_TO DO_
Copy out the entire forum thread below about returning to the viola after years away, changing nothing.

# After a (long) time off...



## nicole

Well, I played the viola in college and then made a drastic change in major. Since then (it's been about 10 years), I've only practiced sporadically and without much discipline. It goes without saying that there really hasn't been any progress and I'm sure I've developed some bad habits in the meantime. I've been looking around for a teacher but I live in a place where the options are somewhat limited without a couple hour drive, but I've broken out the scale studies and tried to revisit some of the pieces I played in college. So, my question is this -- where do I start and how do I proceed? Also, what options do I have if I can't find a teacher? Thanks in advance!


----------



## Amzor

You should try and get your technique back up to standard! Play some simpler pieces but make sure you're holding and bowing properly! Left hand in the right shape and bow hand bowing straight and make sure your arms relaxed and flowing! 
As boring as it is it will be good for you to do studies and things! There may not be a teacher in your area but there will almost definitely be someone who plays at least violin. That'd be a good place to start because they can get you back into a routine and back to your previous standard!

If you have questions though you should ask here for the time being, I'm sure there will be people here who can answer tour questions fairly quickly! Good luck!


----------



## nicole

Thanks for the advice, I appreciate it. I've sat in at rehearsal with a small group of local violists; the repertoire is very basic but it's sort of a humbling struggle to learn to play as part of an ensemble again. Such is the process I suppose! In any case, has anyone used or been a part of Musika? I've never used anything like this to find an instructor -- it's always been either word of mouth or through school so I'm a little apprehensive about it, but I think it might be worth a try.


----------



## DavidBassPlayer

Late response, sorry. Start slowly and with simple pieces. Play 10 minutes the first day, increase by 5 each day to the limit your other activities impose. Don't do too much at once, increase the time each day. Get a teacher, at least temporarily, to check your posture and other bad habits.


----------

_EXCERPTED DATA_
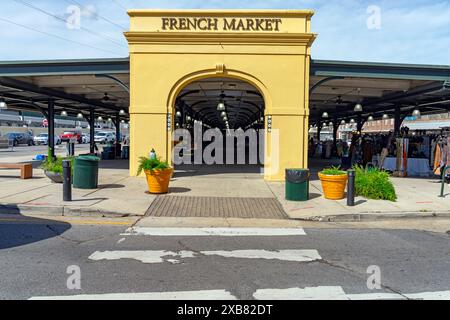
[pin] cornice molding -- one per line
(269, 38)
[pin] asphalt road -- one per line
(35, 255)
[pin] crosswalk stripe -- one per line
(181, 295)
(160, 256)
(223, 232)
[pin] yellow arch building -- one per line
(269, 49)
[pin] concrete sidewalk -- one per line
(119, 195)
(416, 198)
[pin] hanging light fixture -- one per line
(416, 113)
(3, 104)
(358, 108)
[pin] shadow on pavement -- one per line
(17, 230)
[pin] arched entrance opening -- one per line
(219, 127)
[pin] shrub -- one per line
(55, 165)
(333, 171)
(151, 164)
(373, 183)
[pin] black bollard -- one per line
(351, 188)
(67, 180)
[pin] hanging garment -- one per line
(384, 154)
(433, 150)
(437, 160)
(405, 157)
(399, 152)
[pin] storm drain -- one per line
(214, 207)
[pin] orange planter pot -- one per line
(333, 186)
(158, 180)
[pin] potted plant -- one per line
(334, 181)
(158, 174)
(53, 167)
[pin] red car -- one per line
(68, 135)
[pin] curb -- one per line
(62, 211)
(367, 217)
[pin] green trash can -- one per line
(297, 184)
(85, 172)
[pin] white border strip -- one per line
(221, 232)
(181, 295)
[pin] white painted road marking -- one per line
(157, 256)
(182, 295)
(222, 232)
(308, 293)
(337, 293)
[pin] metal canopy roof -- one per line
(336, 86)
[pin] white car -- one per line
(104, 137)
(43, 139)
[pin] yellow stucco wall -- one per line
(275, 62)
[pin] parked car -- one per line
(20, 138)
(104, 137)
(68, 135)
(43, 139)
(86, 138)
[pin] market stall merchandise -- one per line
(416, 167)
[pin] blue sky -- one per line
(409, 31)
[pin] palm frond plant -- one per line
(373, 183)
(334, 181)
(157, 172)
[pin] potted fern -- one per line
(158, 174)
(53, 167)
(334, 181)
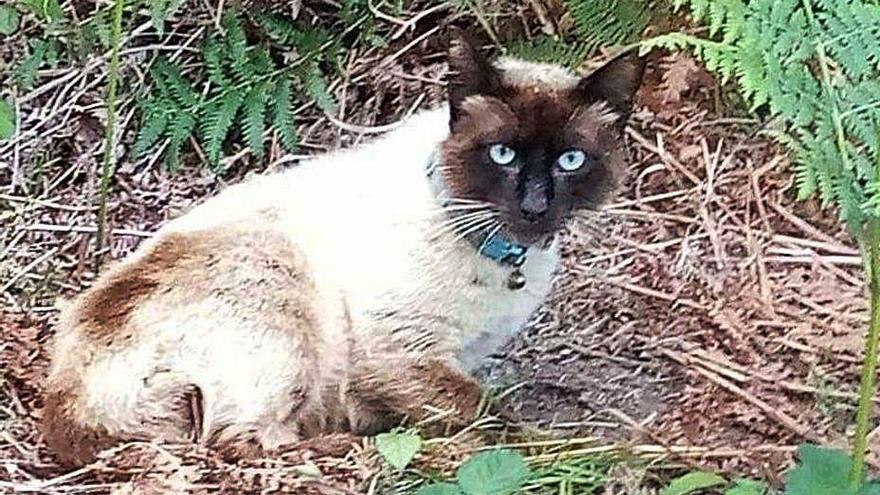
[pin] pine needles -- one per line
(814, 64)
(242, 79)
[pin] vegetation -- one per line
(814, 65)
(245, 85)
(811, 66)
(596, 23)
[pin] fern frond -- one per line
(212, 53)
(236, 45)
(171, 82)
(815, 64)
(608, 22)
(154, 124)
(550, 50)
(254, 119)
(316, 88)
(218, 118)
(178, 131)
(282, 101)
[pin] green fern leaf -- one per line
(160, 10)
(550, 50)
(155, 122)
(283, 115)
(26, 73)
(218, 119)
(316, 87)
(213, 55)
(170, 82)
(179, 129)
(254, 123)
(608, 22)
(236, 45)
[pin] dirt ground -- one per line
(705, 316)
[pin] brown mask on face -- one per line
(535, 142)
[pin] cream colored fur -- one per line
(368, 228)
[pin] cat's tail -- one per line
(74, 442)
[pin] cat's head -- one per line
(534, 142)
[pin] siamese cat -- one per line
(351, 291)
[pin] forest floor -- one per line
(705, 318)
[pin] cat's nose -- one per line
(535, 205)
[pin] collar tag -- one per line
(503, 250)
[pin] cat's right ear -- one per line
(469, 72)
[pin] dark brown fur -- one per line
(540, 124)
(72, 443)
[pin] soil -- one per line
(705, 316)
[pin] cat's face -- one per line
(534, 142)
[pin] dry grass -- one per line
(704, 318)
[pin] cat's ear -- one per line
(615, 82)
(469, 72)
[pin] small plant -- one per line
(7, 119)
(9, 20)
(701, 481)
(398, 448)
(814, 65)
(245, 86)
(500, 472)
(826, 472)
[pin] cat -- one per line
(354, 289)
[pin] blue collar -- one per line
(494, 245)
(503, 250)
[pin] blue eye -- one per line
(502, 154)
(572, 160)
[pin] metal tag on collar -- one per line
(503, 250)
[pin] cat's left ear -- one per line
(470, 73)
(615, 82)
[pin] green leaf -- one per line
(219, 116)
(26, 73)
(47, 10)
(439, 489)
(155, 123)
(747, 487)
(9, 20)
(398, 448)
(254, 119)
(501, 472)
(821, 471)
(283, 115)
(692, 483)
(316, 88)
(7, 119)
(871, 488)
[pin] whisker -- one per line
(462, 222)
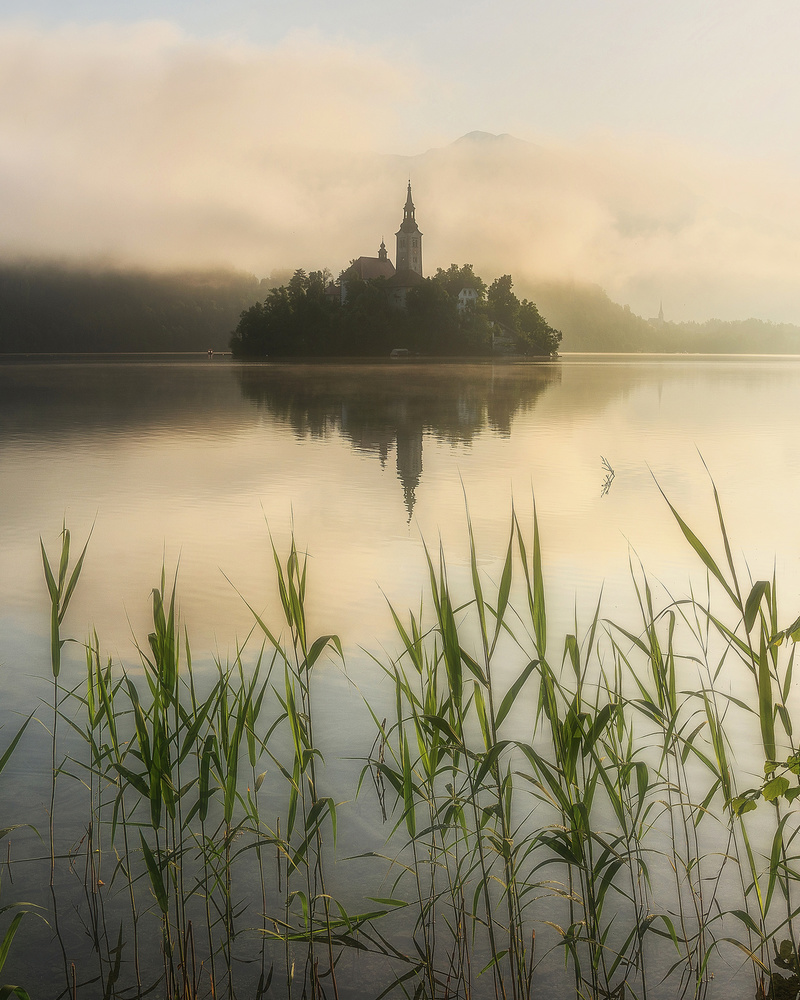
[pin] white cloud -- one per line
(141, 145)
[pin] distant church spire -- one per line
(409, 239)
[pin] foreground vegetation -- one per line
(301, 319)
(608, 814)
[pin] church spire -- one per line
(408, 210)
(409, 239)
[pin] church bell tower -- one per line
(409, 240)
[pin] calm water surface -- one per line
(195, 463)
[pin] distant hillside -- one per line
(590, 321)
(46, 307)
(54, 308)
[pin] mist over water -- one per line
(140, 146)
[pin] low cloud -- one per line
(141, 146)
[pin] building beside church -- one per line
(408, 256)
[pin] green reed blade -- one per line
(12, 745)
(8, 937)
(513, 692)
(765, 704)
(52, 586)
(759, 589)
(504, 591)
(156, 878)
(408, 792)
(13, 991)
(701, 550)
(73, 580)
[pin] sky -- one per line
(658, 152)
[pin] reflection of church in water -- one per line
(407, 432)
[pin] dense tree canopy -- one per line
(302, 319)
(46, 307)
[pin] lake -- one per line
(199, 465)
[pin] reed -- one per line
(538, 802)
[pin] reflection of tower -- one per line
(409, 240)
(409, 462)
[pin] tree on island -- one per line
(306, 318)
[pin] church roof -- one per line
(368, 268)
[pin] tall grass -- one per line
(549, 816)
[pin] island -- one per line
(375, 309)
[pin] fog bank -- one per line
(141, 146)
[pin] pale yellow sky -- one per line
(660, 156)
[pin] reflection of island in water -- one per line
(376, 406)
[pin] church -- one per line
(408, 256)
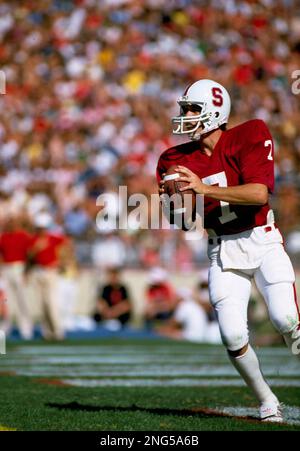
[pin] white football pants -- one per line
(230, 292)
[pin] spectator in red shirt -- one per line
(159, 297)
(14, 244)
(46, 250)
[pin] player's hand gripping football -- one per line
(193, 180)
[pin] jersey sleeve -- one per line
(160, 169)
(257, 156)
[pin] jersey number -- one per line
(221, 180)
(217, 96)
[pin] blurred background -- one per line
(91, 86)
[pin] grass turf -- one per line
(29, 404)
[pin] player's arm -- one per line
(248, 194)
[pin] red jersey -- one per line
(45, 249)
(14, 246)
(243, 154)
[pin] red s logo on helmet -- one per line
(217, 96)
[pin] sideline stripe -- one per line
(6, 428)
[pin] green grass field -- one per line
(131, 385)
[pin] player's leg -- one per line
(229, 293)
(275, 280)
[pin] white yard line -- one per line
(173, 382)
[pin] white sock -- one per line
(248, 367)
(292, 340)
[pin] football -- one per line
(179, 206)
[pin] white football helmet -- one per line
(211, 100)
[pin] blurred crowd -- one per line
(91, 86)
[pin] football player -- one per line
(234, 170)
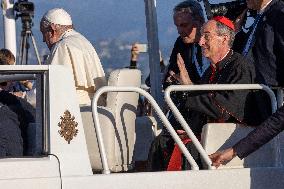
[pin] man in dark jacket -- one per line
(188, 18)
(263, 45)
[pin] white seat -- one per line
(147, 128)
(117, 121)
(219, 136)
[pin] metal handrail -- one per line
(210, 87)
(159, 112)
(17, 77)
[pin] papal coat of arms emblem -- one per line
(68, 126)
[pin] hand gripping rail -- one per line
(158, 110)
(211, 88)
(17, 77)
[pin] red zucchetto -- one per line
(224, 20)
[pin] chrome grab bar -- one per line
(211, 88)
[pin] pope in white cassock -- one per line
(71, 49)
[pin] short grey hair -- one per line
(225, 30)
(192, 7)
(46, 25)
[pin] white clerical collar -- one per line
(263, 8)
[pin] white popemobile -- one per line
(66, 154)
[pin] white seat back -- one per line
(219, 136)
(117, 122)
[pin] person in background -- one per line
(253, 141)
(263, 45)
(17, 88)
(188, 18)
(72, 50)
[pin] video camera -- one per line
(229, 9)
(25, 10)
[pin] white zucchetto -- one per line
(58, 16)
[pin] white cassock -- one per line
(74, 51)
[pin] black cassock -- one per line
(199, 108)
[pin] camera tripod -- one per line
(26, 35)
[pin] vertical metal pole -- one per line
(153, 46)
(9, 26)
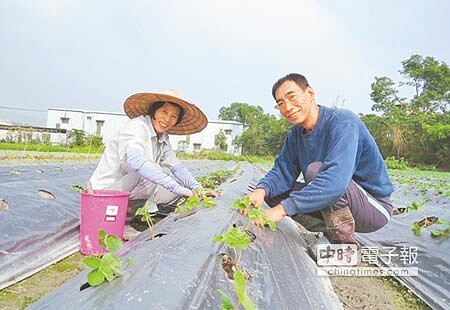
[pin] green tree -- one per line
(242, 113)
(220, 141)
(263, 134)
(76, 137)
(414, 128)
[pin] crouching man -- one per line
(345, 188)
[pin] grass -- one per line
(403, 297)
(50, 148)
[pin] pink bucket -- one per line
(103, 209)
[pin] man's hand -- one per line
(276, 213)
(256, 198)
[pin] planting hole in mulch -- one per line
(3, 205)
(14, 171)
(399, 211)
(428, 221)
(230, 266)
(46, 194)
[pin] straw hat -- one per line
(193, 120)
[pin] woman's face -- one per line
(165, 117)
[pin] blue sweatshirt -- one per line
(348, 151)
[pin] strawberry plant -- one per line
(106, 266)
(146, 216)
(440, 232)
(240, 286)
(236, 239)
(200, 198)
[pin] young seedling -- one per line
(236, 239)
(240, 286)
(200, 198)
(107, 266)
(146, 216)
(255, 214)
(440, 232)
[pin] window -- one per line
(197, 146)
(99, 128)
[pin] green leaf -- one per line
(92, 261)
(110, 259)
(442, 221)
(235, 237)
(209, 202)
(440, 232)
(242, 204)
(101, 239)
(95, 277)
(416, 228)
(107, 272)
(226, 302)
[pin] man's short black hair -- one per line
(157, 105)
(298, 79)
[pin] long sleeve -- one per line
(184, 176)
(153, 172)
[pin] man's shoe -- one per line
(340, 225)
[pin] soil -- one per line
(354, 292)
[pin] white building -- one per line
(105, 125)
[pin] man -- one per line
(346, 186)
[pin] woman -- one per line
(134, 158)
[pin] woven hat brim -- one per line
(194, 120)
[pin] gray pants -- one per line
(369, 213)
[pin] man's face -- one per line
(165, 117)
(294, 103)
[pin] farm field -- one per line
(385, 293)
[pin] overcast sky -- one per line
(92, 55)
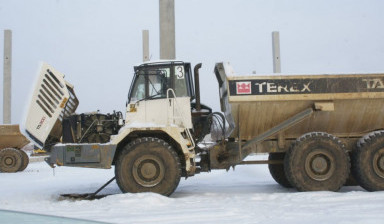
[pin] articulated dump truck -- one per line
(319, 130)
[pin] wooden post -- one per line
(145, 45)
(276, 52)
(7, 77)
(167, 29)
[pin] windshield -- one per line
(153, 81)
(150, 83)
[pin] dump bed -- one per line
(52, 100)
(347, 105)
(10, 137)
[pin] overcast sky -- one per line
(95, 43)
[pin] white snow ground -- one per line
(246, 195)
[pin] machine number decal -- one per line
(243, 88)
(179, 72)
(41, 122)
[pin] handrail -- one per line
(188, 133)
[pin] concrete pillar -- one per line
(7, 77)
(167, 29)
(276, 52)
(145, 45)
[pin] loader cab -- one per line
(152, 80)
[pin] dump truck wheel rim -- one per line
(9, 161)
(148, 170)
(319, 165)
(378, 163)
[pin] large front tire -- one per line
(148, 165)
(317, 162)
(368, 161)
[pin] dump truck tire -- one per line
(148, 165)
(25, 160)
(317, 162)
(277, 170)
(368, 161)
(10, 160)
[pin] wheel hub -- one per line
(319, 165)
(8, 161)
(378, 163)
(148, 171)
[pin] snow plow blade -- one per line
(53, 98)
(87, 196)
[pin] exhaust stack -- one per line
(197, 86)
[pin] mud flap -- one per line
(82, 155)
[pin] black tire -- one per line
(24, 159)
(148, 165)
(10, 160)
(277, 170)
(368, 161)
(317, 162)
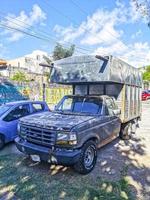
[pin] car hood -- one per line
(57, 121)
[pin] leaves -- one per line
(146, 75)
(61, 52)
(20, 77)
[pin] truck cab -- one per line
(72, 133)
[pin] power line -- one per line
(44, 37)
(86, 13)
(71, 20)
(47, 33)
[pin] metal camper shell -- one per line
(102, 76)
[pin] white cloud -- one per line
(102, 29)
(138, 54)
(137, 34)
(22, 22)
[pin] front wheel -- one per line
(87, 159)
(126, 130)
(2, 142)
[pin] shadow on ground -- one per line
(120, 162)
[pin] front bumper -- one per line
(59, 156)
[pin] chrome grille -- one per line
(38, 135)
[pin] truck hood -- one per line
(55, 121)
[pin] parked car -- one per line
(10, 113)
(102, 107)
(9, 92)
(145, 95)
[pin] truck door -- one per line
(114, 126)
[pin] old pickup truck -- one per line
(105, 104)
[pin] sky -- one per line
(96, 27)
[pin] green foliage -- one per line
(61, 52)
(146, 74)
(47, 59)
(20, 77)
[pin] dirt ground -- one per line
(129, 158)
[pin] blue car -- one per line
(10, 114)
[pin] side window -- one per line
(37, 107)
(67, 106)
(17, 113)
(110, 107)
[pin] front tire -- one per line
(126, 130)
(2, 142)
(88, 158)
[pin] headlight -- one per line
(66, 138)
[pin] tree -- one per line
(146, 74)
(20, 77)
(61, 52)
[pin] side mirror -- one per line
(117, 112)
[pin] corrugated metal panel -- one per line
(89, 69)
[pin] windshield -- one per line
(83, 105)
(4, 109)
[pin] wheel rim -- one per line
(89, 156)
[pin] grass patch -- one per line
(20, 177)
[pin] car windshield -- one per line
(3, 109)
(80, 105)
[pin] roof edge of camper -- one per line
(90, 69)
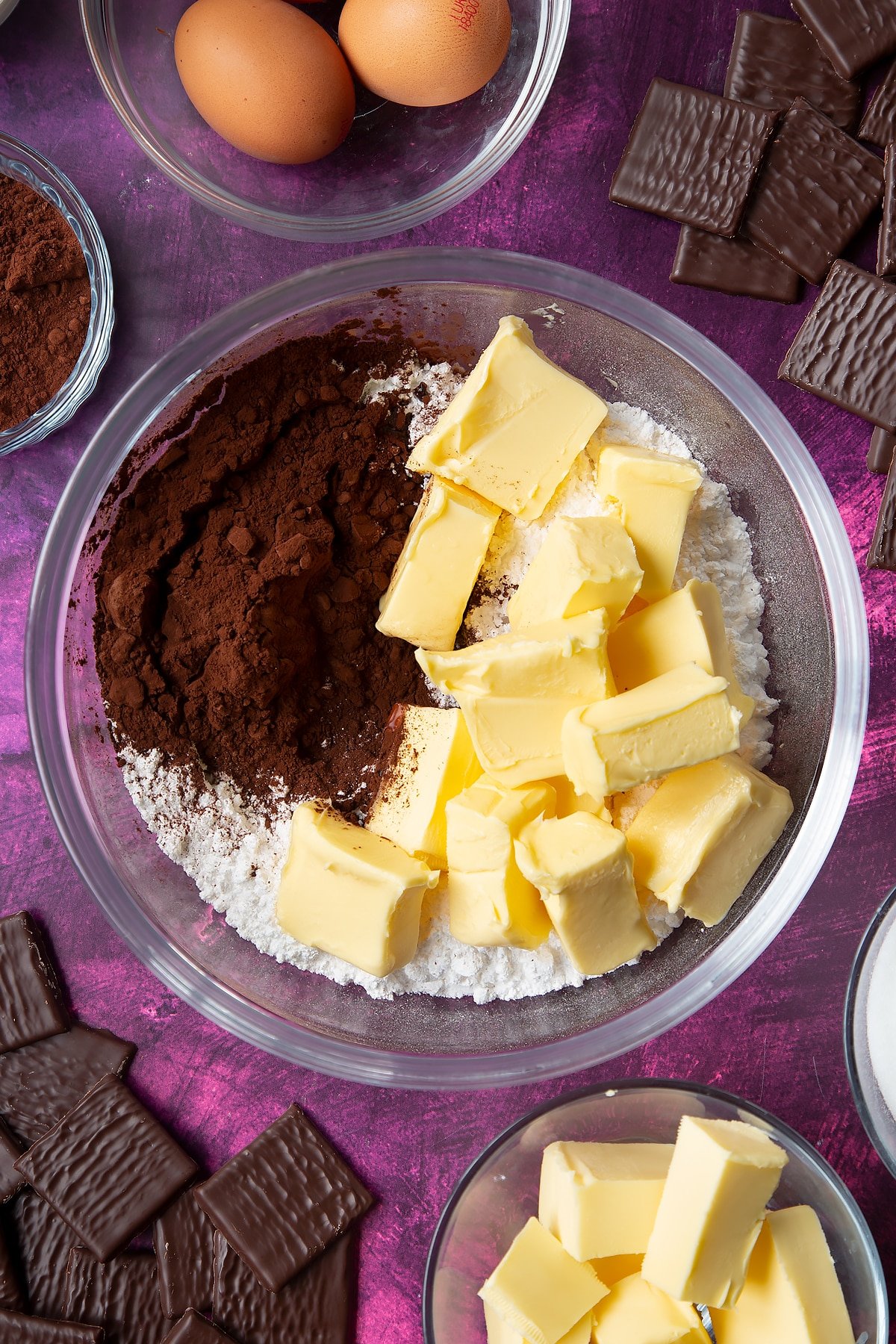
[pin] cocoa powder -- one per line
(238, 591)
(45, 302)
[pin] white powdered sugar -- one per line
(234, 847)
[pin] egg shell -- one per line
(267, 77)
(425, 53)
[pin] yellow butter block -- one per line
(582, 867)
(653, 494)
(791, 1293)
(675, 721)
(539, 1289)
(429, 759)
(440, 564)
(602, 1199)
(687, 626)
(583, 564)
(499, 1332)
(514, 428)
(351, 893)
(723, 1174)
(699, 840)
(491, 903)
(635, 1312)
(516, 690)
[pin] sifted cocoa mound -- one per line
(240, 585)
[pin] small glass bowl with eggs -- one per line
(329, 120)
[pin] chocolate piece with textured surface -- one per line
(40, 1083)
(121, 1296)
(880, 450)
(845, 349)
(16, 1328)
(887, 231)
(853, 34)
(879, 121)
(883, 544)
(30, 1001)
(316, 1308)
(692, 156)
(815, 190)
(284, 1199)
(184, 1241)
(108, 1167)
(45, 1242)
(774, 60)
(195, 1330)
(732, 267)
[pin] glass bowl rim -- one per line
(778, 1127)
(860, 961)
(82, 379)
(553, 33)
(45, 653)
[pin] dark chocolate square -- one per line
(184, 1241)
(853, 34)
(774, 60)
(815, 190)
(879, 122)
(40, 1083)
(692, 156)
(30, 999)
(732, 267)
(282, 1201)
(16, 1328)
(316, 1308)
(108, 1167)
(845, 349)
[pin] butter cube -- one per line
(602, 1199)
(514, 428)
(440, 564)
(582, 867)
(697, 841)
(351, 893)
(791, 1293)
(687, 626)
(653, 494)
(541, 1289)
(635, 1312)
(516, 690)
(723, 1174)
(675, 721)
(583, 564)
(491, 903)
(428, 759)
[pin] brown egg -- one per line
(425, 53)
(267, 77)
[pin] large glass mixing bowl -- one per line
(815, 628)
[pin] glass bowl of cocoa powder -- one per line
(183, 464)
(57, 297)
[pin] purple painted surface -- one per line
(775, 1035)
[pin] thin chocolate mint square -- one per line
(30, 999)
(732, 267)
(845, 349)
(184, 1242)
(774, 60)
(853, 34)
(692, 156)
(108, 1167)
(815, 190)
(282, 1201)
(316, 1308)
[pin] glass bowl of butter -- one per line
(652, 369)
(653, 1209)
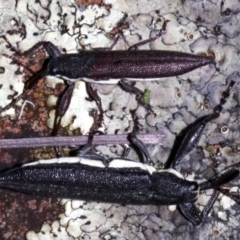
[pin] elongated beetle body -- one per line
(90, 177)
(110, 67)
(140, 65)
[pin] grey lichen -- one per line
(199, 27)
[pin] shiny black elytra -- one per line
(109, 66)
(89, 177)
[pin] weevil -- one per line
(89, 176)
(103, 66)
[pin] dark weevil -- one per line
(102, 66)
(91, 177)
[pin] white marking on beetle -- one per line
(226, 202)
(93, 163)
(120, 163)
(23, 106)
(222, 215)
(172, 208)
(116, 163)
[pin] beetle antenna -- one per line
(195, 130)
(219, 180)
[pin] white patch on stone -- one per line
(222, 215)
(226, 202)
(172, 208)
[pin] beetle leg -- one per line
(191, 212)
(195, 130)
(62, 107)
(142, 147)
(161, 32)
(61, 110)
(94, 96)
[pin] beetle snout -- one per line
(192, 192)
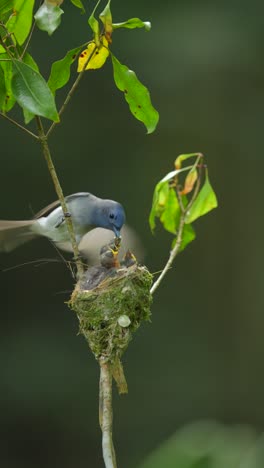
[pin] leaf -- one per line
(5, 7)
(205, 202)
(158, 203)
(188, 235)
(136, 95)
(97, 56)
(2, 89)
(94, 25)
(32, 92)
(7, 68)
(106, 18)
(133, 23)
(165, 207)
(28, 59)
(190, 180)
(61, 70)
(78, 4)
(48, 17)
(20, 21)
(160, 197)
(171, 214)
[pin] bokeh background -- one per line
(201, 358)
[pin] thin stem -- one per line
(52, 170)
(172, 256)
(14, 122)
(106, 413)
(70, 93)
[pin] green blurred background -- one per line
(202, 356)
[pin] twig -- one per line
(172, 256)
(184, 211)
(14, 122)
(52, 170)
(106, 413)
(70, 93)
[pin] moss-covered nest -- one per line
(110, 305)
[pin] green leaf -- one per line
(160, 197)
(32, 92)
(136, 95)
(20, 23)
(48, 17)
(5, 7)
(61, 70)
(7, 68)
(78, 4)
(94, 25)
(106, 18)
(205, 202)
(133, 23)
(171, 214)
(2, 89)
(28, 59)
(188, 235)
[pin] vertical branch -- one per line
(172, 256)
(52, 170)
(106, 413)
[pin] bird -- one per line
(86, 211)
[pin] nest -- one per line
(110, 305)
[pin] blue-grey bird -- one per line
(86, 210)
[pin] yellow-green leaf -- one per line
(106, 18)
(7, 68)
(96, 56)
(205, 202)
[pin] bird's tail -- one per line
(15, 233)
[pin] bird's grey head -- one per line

_EXPECTED ANSWER_
# After a (long) time off...



## nicole

Well, I played the viola in college and then made a drastic change in major. Since then (it's been about 10 years), I've only practiced sporadically and without much discipline. It goes without saying that there really hasn't been any progress and I'm sure I've developed some bad habits in the meantime. I've been looking around for a teacher but I live in a place where the options are somewhat limited without a couple hour drive, but I've broken out the scale studies and tried to revisit some of the pieces I played in college. So, my question is this -- where do I start and how do I proceed? Also, what options do I have if I can't find a teacher? Thanks in advance!


----------



## Amzor

You should try and get your technique back up to standard! Play some simpler pieces but make sure you're holding and bowing properly! Left hand in the right shape and bow hand bowing straight and make sure your arms relaxed and flowing! 
As boring as it is it will be good for you to do studies and things! There may not be a teacher in your area but there will almost definitely be someone who plays at least violin. That'd be a good place to start because they can get you back into a routine and back to your previous standard!

If you have questions though you should ask here for the time being, I'm sure there will be people here who can answer tour questions fairly quickly! Good luck!


----------



## nicole

Thanks for the advice, I appreciate it. I've sat in at rehearsal with a small group of local violists; the repertoire is very basic but it's sort of a humbling struggle to learn to play as part of an ensemble again. Such is the process I suppose! In any case, has anyone used or been a part of Musika? I've never used anything like this to find an instructor -- it's always been either word of mouth or through school so I'm a little apprehensive about it, but I think it might be worth a try.


----------



## DavidBassPlayer

Late response, sorry. Start slowly and with simple pieces. Play 10 minutes the first day, increase by 5 each day to the limit your other activities impose. Don't do too much at once, increase the time each day. Get a teacher, at least temporarily, to check your posture and other bad habits.


----------